*Exercise task*: Please count the lines in the material below that contain the string "chef" and reply with only the number.

*Task input*:
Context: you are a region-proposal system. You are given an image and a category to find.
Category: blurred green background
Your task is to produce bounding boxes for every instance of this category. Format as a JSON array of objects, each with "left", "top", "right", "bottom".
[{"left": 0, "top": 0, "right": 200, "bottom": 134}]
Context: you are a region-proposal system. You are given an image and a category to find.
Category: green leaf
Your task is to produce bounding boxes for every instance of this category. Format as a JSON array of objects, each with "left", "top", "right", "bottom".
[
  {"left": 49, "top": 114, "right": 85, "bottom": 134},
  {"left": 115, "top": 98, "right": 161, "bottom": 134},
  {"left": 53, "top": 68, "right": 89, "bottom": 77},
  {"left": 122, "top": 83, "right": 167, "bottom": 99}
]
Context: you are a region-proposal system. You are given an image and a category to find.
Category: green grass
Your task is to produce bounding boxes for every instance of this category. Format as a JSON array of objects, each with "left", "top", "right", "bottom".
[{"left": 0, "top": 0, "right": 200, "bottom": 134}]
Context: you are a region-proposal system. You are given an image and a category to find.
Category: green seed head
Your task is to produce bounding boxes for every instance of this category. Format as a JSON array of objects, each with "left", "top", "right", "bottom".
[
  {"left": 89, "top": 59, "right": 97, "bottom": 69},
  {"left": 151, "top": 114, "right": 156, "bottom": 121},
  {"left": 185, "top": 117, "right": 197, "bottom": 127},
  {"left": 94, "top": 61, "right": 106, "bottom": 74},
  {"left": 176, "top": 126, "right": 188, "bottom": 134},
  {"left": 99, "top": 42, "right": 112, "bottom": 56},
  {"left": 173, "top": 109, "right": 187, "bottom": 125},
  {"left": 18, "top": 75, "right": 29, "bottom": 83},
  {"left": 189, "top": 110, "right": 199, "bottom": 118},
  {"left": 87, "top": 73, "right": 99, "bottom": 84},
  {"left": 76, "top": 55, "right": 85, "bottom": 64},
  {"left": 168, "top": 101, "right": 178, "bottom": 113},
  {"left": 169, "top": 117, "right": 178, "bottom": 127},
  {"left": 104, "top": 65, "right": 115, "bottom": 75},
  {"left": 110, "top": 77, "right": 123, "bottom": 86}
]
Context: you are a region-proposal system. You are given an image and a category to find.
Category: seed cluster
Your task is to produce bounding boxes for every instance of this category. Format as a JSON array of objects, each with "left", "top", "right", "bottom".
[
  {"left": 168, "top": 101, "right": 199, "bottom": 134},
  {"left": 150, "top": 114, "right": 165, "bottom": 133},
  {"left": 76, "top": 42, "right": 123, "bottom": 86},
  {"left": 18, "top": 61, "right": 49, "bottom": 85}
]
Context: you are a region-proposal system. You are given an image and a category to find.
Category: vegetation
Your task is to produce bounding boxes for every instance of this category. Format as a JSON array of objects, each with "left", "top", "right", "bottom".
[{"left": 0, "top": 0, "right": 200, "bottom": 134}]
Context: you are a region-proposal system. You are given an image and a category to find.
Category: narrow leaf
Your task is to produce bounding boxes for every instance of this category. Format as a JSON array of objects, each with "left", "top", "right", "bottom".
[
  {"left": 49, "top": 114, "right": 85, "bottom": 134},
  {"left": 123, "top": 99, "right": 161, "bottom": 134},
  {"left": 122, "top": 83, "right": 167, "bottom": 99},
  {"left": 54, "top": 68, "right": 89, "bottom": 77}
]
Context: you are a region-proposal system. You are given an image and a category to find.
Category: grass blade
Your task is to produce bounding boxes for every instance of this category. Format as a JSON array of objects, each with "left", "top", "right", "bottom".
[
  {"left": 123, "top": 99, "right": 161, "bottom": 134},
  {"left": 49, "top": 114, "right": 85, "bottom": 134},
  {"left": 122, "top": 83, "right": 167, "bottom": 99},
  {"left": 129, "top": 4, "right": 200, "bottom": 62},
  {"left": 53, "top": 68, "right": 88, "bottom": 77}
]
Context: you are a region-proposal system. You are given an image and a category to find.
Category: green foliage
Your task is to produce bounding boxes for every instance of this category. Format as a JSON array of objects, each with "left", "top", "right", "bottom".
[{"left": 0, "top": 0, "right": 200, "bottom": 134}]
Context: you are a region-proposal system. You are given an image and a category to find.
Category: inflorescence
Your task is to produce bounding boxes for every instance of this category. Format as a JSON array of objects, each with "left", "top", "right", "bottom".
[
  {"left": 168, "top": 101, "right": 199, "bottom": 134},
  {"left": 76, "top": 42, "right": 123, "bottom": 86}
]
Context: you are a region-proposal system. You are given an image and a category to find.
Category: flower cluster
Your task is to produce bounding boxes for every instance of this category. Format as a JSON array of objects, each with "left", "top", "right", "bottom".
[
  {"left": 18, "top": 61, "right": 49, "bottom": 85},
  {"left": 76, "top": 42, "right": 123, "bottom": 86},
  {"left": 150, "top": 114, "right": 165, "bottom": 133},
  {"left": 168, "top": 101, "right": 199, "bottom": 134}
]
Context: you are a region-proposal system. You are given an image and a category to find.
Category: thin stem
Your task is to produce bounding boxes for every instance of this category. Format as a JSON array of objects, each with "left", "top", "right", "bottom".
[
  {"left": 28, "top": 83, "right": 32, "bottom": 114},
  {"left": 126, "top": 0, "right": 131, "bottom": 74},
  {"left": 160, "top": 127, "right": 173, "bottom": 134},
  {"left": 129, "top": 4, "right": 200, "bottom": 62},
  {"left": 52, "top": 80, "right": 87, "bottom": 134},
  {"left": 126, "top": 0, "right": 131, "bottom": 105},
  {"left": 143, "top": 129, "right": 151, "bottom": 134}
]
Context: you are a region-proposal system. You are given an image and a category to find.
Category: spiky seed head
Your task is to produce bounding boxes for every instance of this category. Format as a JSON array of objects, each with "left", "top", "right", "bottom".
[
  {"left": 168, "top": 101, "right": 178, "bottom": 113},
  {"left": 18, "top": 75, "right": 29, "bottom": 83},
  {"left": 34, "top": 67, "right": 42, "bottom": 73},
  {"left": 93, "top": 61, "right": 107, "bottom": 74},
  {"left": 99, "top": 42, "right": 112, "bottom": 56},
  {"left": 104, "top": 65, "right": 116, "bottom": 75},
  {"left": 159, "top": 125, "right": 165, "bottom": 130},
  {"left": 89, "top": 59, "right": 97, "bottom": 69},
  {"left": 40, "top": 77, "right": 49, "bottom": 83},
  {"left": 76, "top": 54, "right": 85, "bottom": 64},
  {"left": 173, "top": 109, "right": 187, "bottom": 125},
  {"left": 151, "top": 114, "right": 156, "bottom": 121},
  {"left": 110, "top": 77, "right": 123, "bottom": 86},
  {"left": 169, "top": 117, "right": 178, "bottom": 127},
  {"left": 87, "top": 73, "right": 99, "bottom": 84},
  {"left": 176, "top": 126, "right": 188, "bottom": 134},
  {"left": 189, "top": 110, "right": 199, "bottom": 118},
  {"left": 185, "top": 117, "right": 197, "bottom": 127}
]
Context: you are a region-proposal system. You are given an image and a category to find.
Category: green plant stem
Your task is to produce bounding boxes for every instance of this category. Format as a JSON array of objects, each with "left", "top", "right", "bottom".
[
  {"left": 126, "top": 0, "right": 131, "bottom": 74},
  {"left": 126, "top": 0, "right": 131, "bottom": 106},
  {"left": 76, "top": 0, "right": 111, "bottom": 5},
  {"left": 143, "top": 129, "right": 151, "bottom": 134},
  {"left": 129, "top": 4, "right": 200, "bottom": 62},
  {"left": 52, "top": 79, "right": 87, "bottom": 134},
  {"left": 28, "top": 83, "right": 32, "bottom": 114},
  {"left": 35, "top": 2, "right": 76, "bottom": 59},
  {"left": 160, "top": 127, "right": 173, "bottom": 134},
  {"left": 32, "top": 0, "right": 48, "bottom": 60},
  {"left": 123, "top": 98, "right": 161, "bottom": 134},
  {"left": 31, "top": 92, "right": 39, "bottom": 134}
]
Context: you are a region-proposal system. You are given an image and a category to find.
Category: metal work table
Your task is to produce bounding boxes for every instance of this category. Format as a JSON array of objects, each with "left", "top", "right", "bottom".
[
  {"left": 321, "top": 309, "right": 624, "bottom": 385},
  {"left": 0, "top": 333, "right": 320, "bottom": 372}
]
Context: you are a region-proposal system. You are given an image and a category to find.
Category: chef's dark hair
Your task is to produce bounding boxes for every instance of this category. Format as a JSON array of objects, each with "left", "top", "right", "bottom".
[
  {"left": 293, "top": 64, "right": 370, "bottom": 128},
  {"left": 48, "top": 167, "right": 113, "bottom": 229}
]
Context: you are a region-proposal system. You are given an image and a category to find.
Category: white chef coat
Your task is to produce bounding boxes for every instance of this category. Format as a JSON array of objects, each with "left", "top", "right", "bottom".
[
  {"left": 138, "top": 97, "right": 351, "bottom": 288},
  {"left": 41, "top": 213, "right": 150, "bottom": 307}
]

*Solution for this problem*: 2